Report every line of the records that contains the word "metal", copying each such line in full.

[Start Provided data]

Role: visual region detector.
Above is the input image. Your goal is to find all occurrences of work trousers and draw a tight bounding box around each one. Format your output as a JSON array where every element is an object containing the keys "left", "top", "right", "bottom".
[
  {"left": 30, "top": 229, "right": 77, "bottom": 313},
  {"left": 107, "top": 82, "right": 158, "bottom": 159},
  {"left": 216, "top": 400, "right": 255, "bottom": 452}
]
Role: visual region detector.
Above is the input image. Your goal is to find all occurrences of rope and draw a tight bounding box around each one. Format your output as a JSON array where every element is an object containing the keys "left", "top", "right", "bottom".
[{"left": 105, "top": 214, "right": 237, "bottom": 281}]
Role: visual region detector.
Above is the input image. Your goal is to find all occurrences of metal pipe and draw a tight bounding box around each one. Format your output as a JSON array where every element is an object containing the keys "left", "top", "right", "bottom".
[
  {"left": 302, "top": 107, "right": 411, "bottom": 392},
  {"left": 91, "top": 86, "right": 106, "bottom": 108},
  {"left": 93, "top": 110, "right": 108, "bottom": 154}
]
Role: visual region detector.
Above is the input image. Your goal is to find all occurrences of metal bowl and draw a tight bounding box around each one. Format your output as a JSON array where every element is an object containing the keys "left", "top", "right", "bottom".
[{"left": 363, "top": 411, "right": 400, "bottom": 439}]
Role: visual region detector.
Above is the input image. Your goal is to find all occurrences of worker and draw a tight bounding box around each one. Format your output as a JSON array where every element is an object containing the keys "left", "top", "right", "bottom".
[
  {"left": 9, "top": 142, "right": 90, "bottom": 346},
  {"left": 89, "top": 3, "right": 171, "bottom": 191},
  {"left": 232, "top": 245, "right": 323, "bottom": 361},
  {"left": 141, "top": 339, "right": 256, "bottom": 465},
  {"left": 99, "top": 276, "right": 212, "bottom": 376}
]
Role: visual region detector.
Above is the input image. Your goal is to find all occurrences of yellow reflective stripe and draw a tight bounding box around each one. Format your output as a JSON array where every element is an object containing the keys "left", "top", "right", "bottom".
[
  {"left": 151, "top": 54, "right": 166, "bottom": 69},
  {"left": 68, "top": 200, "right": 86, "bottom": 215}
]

[End Provided data]

## Exercise answer
Above is the input image. Your goal is to find all occurrences of metal pipe and draw a tight bounding box around each one. Format your output as a JSON array where every element is an object containing the keys "left", "top", "right", "bottom".
Above is the input image. Your goal is to find all occurrences of metal bowl and draw a tight bounding box around each one. Format your output as a JSON array where every element is an object containing the keys "left", "top", "right", "bottom".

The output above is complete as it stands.